PROBLEM DETAILS ->
In the records below, print each line exactly and leave every image out.

SUPPLIED RECORDS ->
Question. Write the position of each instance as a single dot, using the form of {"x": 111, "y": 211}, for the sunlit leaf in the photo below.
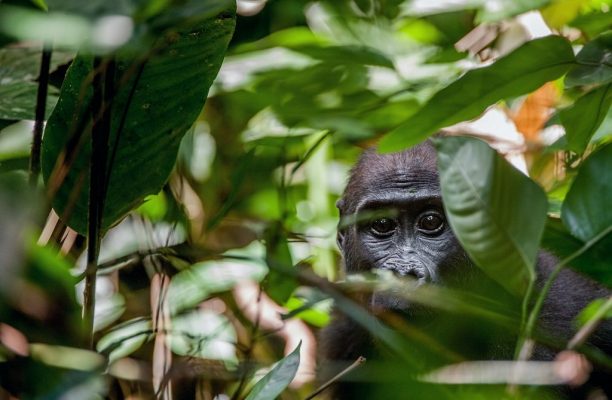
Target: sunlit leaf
{"x": 582, "y": 119}
{"x": 275, "y": 381}
{"x": 193, "y": 285}
{"x": 594, "y": 62}
{"x": 159, "y": 100}
{"x": 510, "y": 76}
{"x": 497, "y": 213}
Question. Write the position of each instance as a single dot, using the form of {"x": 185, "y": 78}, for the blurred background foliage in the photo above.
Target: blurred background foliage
{"x": 221, "y": 267}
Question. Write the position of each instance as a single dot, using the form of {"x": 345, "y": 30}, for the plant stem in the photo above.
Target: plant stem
{"x": 535, "y": 312}
{"x": 103, "y": 81}
{"x": 41, "y": 103}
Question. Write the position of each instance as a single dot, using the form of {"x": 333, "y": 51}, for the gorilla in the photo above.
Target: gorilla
{"x": 405, "y": 231}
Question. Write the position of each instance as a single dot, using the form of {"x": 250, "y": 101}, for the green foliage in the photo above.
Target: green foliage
{"x": 146, "y": 127}
{"x": 593, "y": 62}
{"x": 470, "y": 95}
{"x": 497, "y": 213}
{"x": 268, "y": 124}
{"x": 582, "y": 119}
{"x": 585, "y": 211}
{"x": 275, "y": 381}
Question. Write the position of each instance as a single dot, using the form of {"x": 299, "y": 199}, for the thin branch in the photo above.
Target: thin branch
{"x": 360, "y": 360}
{"x": 97, "y": 188}
{"x": 41, "y": 105}
{"x": 535, "y": 312}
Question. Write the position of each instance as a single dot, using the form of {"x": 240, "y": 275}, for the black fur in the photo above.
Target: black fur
{"x": 407, "y": 182}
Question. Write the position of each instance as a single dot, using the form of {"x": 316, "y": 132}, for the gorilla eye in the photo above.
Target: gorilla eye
{"x": 430, "y": 223}
{"x": 383, "y": 226}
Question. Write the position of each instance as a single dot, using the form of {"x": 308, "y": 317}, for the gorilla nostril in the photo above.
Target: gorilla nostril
{"x": 412, "y": 272}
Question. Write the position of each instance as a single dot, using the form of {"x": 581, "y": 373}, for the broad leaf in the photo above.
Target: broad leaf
{"x": 191, "y": 286}
{"x": 126, "y": 338}
{"x": 594, "y": 262}
{"x": 275, "y": 381}
{"x": 522, "y": 71}
{"x": 157, "y": 101}
{"x": 19, "y": 69}
{"x": 205, "y": 334}
{"x": 594, "y": 63}
{"x": 582, "y": 119}
{"x": 497, "y": 213}
{"x": 586, "y": 209}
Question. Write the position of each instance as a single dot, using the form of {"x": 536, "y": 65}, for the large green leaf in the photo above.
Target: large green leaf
{"x": 582, "y": 119}
{"x": 520, "y": 72}
{"x": 497, "y": 213}
{"x": 157, "y": 101}
{"x": 594, "y": 62}
{"x": 275, "y": 381}
{"x": 19, "y": 69}
{"x": 586, "y": 209}
{"x": 594, "y": 262}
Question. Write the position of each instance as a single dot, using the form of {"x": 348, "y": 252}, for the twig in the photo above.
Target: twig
{"x": 535, "y": 312}
{"x": 41, "y": 104}
{"x": 360, "y": 360}
{"x": 97, "y": 183}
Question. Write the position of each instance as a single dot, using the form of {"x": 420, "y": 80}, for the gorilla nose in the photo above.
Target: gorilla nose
{"x": 416, "y": 273}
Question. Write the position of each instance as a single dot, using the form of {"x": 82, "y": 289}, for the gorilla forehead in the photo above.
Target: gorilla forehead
{"x": 412, "y": 170}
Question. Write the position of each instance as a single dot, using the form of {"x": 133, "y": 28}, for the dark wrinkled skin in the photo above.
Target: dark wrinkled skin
{"x": 406, "y": 186}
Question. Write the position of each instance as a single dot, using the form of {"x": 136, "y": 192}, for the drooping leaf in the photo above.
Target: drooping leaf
{"x": 594, "y": 63}
{"x": 275, "y": 381}
{"x": 594, "y": 262}
{"x": 157, "y": 101}
{"x": 586, "y": 209}
{"x": 582, "y": 119}
{"x": 497, "y": 213}
{"x": 522, "y": 71}
{"x": 195, "y": 284}
{"x": 205, "y": 334}
{"x": 498, "y": 10}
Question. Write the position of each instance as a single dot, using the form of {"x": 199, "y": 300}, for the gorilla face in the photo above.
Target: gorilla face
{"x": 407, "y": 232}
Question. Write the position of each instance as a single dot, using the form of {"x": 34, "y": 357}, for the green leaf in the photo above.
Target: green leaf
{"x": 205, "y": 334}
{"x": 582, "y": 119}
{"x": 497, "y": 213}
{"x": 280, "y": 282}
{"x": 594, "y": 63}
{"x": 275, "y": 381}
{"x": 522, "y": 71}
{"x": 586, "y": 209}
{"x": 501, "y": 9}
{"x": 126, "y": 338}
{"x": 193, "y": 285}
{"x": 154, "y": 106}
{"x": 19, "y": 69}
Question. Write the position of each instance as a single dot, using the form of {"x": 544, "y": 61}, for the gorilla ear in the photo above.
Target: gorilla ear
{"x": 340, "y": 205}
{"x": 340, "y": 239}
{"x": 341, "y": 231}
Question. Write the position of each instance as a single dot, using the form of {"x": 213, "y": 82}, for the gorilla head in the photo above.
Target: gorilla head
{"x": 399, "y": 224}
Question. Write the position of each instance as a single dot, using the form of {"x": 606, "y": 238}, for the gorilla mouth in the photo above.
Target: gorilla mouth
{"x": 385, "y": 301}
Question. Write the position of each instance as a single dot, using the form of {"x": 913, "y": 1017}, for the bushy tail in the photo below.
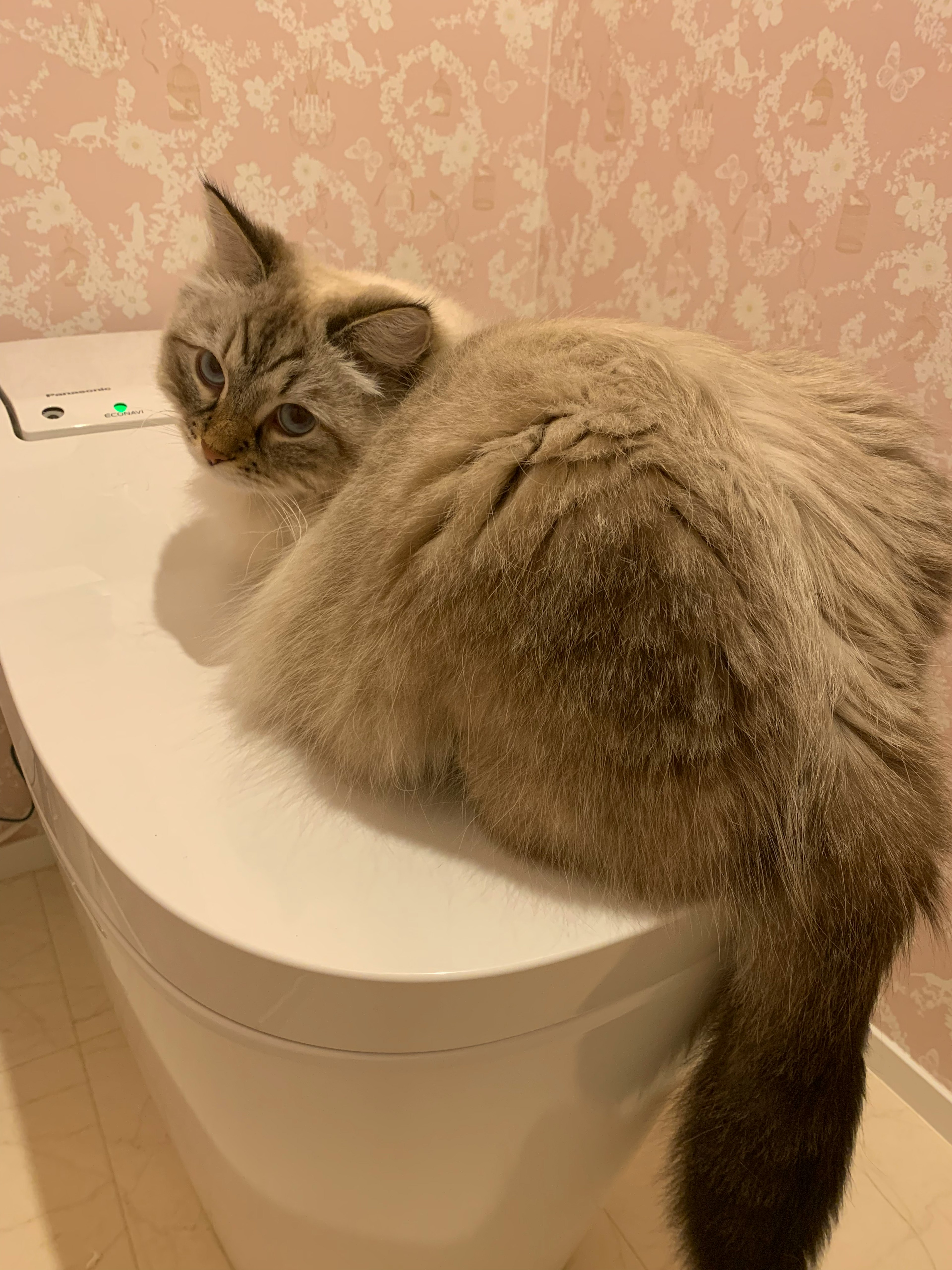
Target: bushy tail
{"x": 770, "y": 1115}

TASK RESPONSE ->
Question. Write the position of each instance as a single dot, using the form of {"x": 111, "y": 211}, for the sunlit leaf in the photo below.
Target: sunlit leaf
{"x": 582, "y": 119}
{"x": 275, "y": 381}
{"x": 193, "y": 285}
{"x": 594, "y": 62}
{"x": 159, "y": 100}
{"x": 510, "y": 76}
{"x": 497, "y": 213}
Question. Write the position of each instance as a single dot, using the form of {"x": 185, "y": 78}, for the blurred background foliage in the photo above.
Target: blurred background foliage
{"x": 221, "y": 267}
Question. Write the position of each instance as a single dot, using the form of {"x": 345, "y": 30}, for the plant stem in the photo above.
Target: plant stem
{"x": 535, "y": 312}
{"x": 103, "y": 81}
{"x": 41, "y": 103}
Question. Write the position of each instance as a single dot, using the form of {"x": 333, "y": 51}, for the gorilla in the photo above.
Target: gorilla
{"x": 405, "y": 231}
Question. Write the position of each instance as a single dot, using the form of {"x": 250, "y": 101}, for the green foliage in the photo above.
Target: green foliage
{"x": 146, "y": 127}
{"x": 593, "y": 62}
{"x": 470, "y": 95}
{"x": 497, "y": 213}
{"x": 268, "y": 124}
{"x": 582, "y": 119}
{"x": 585, "y": 211}
{"x": 275, "y": 381}
Question. Write the position of each instance as a single dot, using the form of {"x": 299, "y": 199}, for the thin branch in the photo above.
Target: thin branch
{"x": 360, "y": 360}
{"x": 97, "y": 188}
{"x": 41, "y": 105}
{"x": 535, "y": 312}
Question. Write the position of each instance as a single dot, using the form of {"x": 240, "y": 275}, for the black fur in the photo above.
Target: black fur
{"x": 407, "y": 182}
Question. Write the position of each instance as a single dot, using the form of {"x": 316, "y": 132}, for the gorilla eye in the photo above.
Target: gorilla eye
{"x": 430, "y": 223}
{"x": 383, "y": 226}
Question. Write the position of each instance as a single dot, using the form of {"x": 308, "y": 317}, for the gorilla nostril in the photo above.
Target: gorilla nostril
{"x": 412, "y": 272}
Question. Write the position of each instance as a single dot, using the form of {"x": 581, "y": 373}, for the broad leaf in the photo above.
Target: broad leaf
{"x": 191, "y": 286}
{"x": 126, "y": 338}
{"x": 594, "y": 262}
{"x": 275, "y": 381}
{"x": 522, "y": 71}
{"x": 157, "y": 101}
{"x": 19, "y": 69}
{"x": 205, "y": 334}
{"x": 594, "y": 63}
{"x": 582, "y": 119}
{"x": 497, "y": 213}
{"x": 586, "y": 209}
Question. Write the position of each instance as a single dot, using the form of {"x": 536, "y": 65}, for the large green leaf in the photo above.
Target: large green leaf
{"x": 582, "y": 119}
{"x": 520, "y": 72}
{"x": 497, "y": 213}
{"x": 157, "y": 101}
{"x": 594, "y": 62}
{"x": 275, "y": 381}
{"x": 19, "y": 69}
{"x": 586, "y": 209}
{"x": 594, "y": 262}
Question. Write the position of each instance as a single dot, using the form of {"x": 348, "y": 252}, for the twig in the photo above.
Target: twig
{"x": 535, "y": 312}
{"x": 41, "y": 104}
{"x": 360, "y": 360}
{"x": 97, "y": 183}
Question. Write the position of each instance as a single dot, using the form of {"x": 420, "y": 80}, for the gorilla nose in the photo above.
Target: gorilla nose
{"x": 416, "y": 273}
Question. Write the position of each instance as a single dot, using the form of {"x": 82, "y": 289}, for the gorilla forehead in the photo above.
Target: gorilla forehead
{"x": 412, "y": 170}
Question. Write the position of each instance as a single dot, using the form of {"x": 133, "y": 28}, for the dark wrinkled skin in the photo above.
Target: dark wrinkled skin
{"x": 406, "y": 186}
Question. Write the position of each instance as a single dot, using the form of {"x": 136, "y": 192}, for the drooping leaf in the photo above.
Target: drooping leaf
{"x": 594, "y": 63}
{"x": 275, "y": 381}
{"x": 594, "y": 262}
{"x": 157, "y": 101}
{"x": 586, "y": 209}
{"x": 582, "y": 119}
{"x": 497, "y": 213}
{"x": 522, "y": 71}
{"x": 195, "y": 284}
{"x": 205, "y": 334}
{"x": 498, "y": 10}
Question. Write the position of each instance as a single dot, using the form of {"x": 199, "y": 300}, for the gorilla face in the photo above.
Target: gorilla face
{"x": 407, "y": 232}
Question. Write the position of each instance as a single dot, using the form of {"x": 34, "y": 357}, for the green leaf in the photo above.
Target: green leaf
{"x": 205, "y": 334}
{"x": 582, "y": 119}
{"x": 497, "y": 213}
{"x": 280, "y": 282}
{"x": 594, "y": 63}
{"x": 275, "y": 381}
{"x": 522, "y": 71}
{"x": 586, "y": 209}
{"x": 501, "y": 9}
{"x": 126, "y": 338}
{"x": 193, "y": 285}
{"x": 154, "y": 106}
{"x": 19, "y": 69}
Question. Write the position of each instance as a single dot, using the form of {"x": 544, "y": 61}, for the gorilla ear in the photo above.
Target: gorilla ear
{"x": 340, "y": 205}
{"x": 340, "y": 239}
{"x": 341, "y": 231}
Question. Write the position of each instance as a single dot, using the form of {"x": 213, "y": 82}, for the gorilla head in the photo above.
Target: gorilla head
{"x": 399, "y": 224}
Question. Write the position of each instance as a single dot, using the form of {"x": 606, "y": 238}, for the gorilla mouth in the photo above.
Target: gorilla mouth
{"x": 385, "y": 301}
Question. Write the position of each instance as a single dot, using the form of {"x": 913, "y": 1017}, for the bushy tail in the photo below.
Target: bushy tail
{"x": 770, "y": 1115}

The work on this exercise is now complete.